Given instruction ->
Return, word for word, the lines of the records from the one containing "In this exercise you will mark every instance of the tree" through the end of the records, leaving out the picture.

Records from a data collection
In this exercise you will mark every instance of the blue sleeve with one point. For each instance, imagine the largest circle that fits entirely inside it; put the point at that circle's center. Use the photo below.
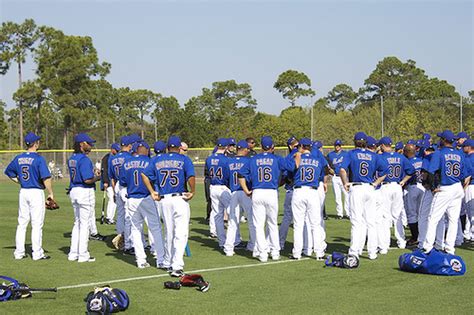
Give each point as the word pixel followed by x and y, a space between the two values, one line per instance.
pixel 86 169
pixel 43 169
pixel 188 168
pixel 346 162
pixel 435 162
pixel 407 166
pixel 11 171
pixel 150 171
pixel 381 166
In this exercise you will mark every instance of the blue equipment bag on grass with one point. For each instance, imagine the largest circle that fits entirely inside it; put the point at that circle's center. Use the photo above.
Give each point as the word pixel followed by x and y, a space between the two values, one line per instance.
pixel 433 263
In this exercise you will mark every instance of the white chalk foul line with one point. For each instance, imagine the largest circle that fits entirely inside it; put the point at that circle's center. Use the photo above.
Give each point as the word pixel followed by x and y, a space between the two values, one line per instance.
pixel 167 275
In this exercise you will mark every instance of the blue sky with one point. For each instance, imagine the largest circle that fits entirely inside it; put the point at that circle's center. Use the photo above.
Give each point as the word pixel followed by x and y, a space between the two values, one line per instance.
pixel 179 47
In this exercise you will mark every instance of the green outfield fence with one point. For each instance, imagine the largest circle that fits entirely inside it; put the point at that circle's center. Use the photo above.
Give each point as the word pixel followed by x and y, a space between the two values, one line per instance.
pixel 56 158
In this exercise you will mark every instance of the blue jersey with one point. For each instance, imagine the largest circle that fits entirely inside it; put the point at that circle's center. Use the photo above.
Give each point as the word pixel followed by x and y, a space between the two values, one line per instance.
pixel 30 168
pixel 398 167
pixel 309 171
pixel 335 160
pixel 115 164
pixel 235 164
pixel 170 172
pixel 264 170
pixel 131 174
pixel 362 165
pixel 80 169
pixel 218 169
pixel 451 165
pixel 417 164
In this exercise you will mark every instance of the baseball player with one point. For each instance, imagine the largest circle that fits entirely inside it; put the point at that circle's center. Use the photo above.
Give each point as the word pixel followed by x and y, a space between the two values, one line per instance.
pixel 120 190
pixel 415 192
pixel 335 159
pixel 468 147
pixel 264 171
pixel 292 144
pixel 106 183
pixel 362 164
pixel 399 172
pixel 239 201
pixel 82 195
pixel 30 171
pixel 141 206
pixel 305 202
pixel 172 172
pixel 451 166
pixel 218 170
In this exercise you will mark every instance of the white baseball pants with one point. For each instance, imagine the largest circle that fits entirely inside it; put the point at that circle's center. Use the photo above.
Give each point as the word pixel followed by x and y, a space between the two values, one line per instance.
pixel 220 201
pixel 83 203
pixel 239 202
pixel 111 206
pixel 392 203
pixel 144 210
pixel 176 213
pixel 265 210
pixel 31 208
pixel 363 216
pixel 339 191
pixel 447 201
pixel 305 204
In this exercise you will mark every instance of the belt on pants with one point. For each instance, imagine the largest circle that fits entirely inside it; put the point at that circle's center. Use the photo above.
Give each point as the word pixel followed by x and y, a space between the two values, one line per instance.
pixel 298 187
pixel 171 195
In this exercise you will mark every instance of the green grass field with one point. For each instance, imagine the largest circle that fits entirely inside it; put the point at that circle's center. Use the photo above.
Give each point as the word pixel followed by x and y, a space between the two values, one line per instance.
pixel 250 287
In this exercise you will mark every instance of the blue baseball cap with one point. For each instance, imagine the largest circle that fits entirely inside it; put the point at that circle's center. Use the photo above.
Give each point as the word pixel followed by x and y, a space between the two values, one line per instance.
pixel 360 136
pixel 448 135
pixel 222 142
pixel 290 140
pixel 174 141
pixel 385 141
pixel 242 144
pixel 399 145
pixel 371 142
pixel 267 142
pixel 31 138
pixel 126 140
pixel 468 143
pixel 159 147
pixel 83 137
pixel 306 142
pixel 115 146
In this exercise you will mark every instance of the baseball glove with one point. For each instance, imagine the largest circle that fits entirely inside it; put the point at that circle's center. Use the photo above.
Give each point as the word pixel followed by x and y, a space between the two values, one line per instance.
pixel 51 204
pixel 118 242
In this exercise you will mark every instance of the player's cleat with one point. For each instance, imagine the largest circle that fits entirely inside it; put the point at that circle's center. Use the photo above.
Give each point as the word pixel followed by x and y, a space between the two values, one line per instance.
pixel 97 237
pixel 91 259
pixel 44 257
pixel 129 251
pixel 143 266
pixel 177 273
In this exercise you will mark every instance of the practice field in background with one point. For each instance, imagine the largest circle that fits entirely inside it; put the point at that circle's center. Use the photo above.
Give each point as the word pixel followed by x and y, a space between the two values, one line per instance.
pixel 239 284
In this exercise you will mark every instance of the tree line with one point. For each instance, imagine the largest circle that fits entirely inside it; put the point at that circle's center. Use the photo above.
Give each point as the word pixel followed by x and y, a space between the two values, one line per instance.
pixel 70 93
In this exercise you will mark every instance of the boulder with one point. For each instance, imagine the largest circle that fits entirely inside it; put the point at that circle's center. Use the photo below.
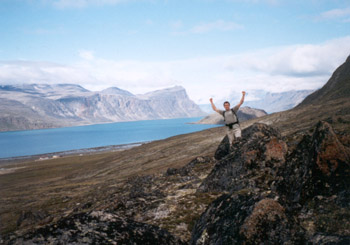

Task output ->
In this exercise you will mark every instance of the tree line with one point. For each instance, imagine the largest circle that fits entirely inside it; put the point at that circle's center. Use the photo above.
Give each point as the word pixel followed by x and y, a space between the two values, one line per instance.
pixel 70 93
In this exercise you will mark every instance of the boulder with one point. For each instance, imagine the largest circle that fits entirely inside it; put the point at that circle's center. Use the photo below.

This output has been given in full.